• **Task requirements**
Reproduce the listing below line for line, changing nothing.

• **Data to use**
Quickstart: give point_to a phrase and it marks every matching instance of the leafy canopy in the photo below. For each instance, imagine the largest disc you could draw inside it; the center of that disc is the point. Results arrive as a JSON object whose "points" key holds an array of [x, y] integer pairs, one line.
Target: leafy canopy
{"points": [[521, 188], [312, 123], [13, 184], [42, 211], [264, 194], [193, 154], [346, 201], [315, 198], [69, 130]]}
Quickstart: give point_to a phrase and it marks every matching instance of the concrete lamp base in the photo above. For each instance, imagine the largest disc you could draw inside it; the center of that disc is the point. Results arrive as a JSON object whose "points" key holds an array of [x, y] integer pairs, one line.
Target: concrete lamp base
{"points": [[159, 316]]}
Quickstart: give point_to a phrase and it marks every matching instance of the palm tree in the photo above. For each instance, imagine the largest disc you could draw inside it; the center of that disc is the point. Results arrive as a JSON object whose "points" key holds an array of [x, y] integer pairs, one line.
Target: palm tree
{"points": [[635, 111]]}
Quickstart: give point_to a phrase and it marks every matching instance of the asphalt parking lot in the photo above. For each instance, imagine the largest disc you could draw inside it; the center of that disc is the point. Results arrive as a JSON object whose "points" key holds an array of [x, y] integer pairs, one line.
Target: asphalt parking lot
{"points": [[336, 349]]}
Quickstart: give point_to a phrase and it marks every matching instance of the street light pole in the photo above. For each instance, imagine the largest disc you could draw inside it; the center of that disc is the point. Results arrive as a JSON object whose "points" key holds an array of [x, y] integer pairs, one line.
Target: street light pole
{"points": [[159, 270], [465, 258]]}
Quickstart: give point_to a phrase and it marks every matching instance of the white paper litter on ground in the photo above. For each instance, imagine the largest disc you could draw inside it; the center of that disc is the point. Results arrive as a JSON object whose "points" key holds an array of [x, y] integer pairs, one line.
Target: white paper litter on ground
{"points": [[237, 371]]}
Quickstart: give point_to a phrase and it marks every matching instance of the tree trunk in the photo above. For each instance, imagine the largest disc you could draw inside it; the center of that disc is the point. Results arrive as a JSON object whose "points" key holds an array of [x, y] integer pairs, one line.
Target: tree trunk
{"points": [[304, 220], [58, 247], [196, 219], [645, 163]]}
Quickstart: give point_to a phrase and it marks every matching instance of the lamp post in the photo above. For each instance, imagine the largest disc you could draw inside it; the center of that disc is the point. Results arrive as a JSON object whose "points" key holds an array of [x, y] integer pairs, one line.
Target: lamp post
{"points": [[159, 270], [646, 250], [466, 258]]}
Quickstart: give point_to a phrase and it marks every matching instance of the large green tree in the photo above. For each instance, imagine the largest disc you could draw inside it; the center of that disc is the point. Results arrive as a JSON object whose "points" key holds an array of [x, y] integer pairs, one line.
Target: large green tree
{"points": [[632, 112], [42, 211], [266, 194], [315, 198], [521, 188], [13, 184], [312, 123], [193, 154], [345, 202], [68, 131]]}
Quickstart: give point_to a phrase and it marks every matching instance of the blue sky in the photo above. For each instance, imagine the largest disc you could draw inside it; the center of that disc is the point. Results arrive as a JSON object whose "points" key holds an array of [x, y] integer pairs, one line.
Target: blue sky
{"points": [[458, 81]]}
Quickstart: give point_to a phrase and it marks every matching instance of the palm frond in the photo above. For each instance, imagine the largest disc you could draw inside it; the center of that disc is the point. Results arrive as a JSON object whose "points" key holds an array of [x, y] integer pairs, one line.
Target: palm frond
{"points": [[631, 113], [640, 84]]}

• **Task output**
Quickstart: give point_to a phrase and it marks every matching instance of the leafy canopy in the photo below. For each instance, imagine the largest disc you could draw inside it; the center of that disc is the point. Results arrive as a JSON object whose "points" key holds an array of [x, y] integer pairs, one line.
Target: leafy canopy
{"points": [[521, 188], [312, 123], [13, 184], [42, 211], [264, 194], [193, 154], [346, 201], [315, 198], [69, 130]]}
Quickstart: give point_to a phrase and it marks every matching instance of the concrete lamp base in the photo above. For each instance, imagine the largest disc you could draw inside it; the center of that disc is the point. Results arrive as a JSON object whose "points" key holds an array of [x, y] integer pairs, one line.
Target: concrete lamp base
{"points": [[159, 316]]}
Quickstart: give point_to a phrase and it marks every matching instance of the palm tree in the photo above. For each instance, imagine the largest disc you could draw inside it; the center of that disc is the point. Results arrive as a JSON object whose "points" key holds an array of [x, y] integer pairs, one line.
Target: palm tree
{"points": [[635, 111]]}
Quickstart: give point_to a phrase and it marks every matching instance of the asphalt parking lot in the photo above. For each instance, imagine the largest disc you could draw inside it; the center of that disc is the point. Results arrive as a JSON object whose "points" key holds an array of [x, y] integer pairs, one line.
Target: asphalt parking lot
{"points": [[336, 349]]}
Quickstart: give point_to a phrase and it marks every matching instance of the street light pole in the photo above. For each instance, imagine the largest disc you could draw inside it; the center of that disc is the point. Results arrive as a JSON object whose "points" key holds an array of [x, y] integer pairs, one line.
Target: street light pole
{"points": [[159, 270], [465, 258]]}
Quickstart: give point_to a phrase and it marks every matching instance of the white paper litter on ground in the photo above. For each instance, imagine the largest disc you could draw inside it; the center of that disc is the point. Results arrive as a JSON object whose "points" key holds an array of [x, y] integer pairs, one line.
Target: white paper litter on ground
{"points": [[237, 371]]}
Quickstart: give point_to a phrase and it marks every matching instance of the tree trunk in the photo above. For each instance, imagine the largest disc you could draw inside it; the center of that disc is the point. Results arrive as a JSON object whose "points" key holds an array of [x, y] integer pairs, one line.
Target: tree trunk
{"points": [[304, 220], [58, 247], [196, 219], [645, 163]]}
Quickstart: give point_to a phrase and it marks every matching instance of the lamp post in the photo above. For each instance, imagine the largest disc you could draw inside it; the center of that disc is the point. Results arrive as a JSON object whose "points" key holds an array of [x, y] integer pairs, one line.
Target: lamp post
{"points": [[159, 270], [646, 250], [466, 258]]}
Quickstart: give point_to a phrase and it marks every matching instance of the large green tree in the photo above. For each instance, imagine the largest disc you could draw inside it; the center of that disc is the point. Results arrive as a JSON object whose "points" key holds an array of [x, y] integer pairs, one line.
Target: large green tree
{"points": [[632, 112], [42, 211], [266, 194], [315, 198], [521, 188], [13, 184], [312, 123], [193, 154], [345, 202], [68, 131]]}
Quickstart: give point_to a phrase and it marks every matching instance of the blue sky in the photo above. For each instance, imagine the largest disc you could draw inside it; the center of that disc is the point. Results arrive as a JSON object whose "points" key holds an array of [x, y] integer pairs, one line.
Target: blue sky
{"points": [[458, 81]]}
Quickstart: give point_to a phrase and it marks every matching instance of the palm frond in the photo above. For each instance, imagine the largest disc you could draw inside it; the center of that disc is the point. Results arrive as a JSON object whose "points" key holds an array of [x, y] integer pairs, one line.
Target: palm frond
{"points": [[631, 113], [640, 84]]}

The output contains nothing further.